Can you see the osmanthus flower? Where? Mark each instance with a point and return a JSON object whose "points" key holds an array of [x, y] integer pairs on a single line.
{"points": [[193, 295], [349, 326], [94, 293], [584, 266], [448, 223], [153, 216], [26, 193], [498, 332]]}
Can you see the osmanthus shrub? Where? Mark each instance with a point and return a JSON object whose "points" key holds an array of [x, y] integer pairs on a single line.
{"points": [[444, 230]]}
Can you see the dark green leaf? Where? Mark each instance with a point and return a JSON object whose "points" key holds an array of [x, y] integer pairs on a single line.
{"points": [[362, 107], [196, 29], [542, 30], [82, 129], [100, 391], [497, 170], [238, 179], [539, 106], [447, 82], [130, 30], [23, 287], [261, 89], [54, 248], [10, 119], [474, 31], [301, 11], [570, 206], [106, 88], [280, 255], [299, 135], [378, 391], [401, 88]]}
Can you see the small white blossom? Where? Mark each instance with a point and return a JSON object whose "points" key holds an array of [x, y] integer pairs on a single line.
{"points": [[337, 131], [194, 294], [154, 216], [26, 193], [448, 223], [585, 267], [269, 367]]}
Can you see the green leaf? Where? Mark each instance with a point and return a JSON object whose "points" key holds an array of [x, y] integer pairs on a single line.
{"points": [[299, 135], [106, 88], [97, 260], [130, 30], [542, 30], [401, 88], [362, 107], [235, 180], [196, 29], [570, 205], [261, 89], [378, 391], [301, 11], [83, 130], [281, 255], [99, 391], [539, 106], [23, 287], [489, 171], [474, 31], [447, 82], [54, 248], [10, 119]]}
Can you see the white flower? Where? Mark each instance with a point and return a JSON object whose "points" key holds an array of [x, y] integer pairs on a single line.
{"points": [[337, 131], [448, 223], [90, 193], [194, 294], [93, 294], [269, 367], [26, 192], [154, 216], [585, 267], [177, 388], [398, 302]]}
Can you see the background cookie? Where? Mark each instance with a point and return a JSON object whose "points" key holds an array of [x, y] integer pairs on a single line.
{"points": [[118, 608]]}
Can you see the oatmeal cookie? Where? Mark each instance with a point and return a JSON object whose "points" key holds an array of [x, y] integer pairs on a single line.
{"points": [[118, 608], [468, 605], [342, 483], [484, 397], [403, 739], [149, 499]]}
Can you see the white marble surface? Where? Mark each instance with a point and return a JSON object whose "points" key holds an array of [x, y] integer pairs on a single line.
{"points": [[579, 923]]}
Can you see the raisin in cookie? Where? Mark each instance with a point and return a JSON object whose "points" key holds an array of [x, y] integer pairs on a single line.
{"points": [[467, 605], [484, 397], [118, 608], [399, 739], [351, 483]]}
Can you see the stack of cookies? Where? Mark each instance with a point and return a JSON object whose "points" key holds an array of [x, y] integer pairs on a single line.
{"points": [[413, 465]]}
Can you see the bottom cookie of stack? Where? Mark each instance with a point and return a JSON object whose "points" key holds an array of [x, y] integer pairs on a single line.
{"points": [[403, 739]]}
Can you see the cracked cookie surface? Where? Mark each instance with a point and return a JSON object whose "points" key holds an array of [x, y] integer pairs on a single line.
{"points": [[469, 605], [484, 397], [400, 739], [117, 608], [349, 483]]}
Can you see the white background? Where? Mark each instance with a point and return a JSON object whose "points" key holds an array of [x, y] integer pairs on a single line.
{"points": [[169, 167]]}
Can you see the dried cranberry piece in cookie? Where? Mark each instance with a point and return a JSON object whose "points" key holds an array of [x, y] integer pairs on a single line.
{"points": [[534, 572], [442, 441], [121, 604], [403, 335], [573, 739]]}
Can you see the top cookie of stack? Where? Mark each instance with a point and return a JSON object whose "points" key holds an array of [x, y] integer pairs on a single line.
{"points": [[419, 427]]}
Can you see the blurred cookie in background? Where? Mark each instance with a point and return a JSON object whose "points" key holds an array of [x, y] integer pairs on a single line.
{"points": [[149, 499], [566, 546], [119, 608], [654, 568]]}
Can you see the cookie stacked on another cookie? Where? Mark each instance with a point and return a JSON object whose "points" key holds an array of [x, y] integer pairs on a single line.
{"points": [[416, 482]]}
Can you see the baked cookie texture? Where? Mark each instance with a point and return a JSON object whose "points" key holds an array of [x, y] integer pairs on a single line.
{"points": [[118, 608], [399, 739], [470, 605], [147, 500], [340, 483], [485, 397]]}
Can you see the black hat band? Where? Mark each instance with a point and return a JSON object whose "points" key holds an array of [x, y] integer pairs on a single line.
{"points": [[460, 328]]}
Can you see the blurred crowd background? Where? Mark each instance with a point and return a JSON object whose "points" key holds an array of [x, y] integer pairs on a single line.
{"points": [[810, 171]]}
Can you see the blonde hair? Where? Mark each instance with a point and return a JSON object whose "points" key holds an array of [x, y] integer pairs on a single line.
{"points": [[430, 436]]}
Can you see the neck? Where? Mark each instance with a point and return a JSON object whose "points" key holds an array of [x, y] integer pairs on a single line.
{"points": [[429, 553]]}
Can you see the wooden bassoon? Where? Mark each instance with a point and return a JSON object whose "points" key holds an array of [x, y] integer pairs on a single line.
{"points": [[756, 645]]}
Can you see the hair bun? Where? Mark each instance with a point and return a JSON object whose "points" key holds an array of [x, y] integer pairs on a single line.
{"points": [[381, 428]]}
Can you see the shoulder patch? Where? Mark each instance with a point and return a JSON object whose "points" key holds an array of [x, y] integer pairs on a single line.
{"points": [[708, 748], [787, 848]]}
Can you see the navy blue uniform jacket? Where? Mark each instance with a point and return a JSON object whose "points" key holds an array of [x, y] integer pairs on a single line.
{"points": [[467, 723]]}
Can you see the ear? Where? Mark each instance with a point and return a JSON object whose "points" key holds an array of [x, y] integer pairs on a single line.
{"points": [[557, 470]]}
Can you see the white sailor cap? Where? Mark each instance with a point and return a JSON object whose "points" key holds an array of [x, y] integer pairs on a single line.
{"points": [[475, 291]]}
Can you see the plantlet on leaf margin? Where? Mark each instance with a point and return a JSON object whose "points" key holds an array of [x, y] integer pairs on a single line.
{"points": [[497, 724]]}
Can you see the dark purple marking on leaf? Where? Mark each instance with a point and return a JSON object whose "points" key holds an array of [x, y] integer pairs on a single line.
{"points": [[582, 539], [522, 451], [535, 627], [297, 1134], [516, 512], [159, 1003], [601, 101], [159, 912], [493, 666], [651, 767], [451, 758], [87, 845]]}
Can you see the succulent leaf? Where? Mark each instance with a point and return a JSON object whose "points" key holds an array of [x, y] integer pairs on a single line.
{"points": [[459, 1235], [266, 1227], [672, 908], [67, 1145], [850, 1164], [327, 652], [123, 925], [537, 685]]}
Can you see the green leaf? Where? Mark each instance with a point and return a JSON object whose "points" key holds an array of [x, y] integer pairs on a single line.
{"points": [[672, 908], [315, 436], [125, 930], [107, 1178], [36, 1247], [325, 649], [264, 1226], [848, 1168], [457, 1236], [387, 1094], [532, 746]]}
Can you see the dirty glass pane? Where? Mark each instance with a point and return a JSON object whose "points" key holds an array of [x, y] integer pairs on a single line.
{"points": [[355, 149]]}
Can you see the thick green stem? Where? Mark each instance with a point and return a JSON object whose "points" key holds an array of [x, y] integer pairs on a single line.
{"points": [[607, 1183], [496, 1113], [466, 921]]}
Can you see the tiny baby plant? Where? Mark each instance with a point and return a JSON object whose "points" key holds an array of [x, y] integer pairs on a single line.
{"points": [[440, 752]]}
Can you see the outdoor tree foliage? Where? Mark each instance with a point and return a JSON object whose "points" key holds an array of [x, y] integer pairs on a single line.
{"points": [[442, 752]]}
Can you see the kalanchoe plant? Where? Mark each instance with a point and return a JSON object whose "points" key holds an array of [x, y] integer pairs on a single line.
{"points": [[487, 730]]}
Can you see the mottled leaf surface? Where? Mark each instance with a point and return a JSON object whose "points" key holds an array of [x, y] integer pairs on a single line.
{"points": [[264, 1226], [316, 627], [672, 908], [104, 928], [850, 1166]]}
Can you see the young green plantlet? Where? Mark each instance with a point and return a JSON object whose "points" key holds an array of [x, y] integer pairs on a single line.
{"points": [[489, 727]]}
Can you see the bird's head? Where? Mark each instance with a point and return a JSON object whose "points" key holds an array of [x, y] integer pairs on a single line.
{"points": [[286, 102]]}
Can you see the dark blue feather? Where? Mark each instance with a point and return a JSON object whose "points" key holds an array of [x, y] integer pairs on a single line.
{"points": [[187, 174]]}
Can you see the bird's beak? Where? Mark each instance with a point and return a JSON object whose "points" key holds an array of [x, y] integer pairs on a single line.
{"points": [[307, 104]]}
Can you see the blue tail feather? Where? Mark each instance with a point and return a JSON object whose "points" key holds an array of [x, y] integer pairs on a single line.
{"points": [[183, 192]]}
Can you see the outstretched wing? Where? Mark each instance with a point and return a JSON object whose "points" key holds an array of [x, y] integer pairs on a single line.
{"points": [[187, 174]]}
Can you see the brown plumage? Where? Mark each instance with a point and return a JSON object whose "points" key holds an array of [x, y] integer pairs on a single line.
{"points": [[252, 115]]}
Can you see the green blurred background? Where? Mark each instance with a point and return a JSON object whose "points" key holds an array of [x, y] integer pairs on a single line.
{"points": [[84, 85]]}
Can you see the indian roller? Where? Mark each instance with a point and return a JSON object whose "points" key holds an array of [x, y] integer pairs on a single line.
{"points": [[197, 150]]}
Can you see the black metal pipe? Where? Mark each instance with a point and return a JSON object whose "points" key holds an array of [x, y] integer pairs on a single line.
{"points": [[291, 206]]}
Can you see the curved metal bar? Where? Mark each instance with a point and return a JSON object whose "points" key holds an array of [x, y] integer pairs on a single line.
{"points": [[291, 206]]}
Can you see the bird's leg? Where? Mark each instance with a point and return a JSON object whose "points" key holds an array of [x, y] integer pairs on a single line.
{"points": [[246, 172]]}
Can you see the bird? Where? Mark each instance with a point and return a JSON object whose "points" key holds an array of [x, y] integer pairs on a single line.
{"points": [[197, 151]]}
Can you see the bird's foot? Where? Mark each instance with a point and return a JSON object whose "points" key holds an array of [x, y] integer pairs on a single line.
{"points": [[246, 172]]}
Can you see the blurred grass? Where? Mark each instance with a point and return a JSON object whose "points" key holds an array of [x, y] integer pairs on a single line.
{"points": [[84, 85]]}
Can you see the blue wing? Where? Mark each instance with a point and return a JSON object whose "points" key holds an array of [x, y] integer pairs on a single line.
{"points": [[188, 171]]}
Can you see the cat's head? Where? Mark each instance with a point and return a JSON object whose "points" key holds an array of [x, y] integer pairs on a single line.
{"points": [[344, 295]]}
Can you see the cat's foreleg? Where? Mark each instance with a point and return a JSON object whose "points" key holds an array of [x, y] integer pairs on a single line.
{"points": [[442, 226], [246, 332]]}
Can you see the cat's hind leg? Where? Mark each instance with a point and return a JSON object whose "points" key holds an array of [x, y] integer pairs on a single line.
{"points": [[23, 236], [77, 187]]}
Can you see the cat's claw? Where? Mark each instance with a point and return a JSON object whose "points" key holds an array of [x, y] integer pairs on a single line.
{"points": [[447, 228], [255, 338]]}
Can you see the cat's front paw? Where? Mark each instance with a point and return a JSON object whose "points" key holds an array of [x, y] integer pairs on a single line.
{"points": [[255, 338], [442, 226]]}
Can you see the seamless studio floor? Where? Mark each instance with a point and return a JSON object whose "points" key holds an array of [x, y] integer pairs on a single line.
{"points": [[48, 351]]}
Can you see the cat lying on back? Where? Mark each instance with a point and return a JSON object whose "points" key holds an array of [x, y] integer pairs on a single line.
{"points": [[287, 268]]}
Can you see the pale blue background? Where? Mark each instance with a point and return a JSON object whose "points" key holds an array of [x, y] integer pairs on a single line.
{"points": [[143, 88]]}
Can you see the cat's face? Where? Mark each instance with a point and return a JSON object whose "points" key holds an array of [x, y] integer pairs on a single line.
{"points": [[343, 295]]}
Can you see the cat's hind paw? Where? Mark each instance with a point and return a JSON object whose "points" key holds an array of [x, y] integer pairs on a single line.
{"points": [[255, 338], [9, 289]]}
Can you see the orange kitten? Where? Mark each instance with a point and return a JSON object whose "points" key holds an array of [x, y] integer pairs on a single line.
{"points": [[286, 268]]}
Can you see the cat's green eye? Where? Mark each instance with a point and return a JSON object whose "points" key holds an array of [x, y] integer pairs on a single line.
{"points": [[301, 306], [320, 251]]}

§ **TASK REQUIREMENTS**
All lines from the one containing "Can you see the orange" through the end of the listing above are to be restated word for word, and no others.

§ **SOLUTION TO THIS PROBLEM**
Can you see the orange kitten? Where? Mark each instance with a point and return a JSON object whose "points" key holds an array of [x, y] integer pairs on a single line.
{"points": [[286, 268]]}
Can you see the cat's green eye? Where? Mark each instance with a point and return a JSON object whose "points" key holds an array of [x, y] integer pairs on a single line.
{"points": [[301, 306], [320, 251]]}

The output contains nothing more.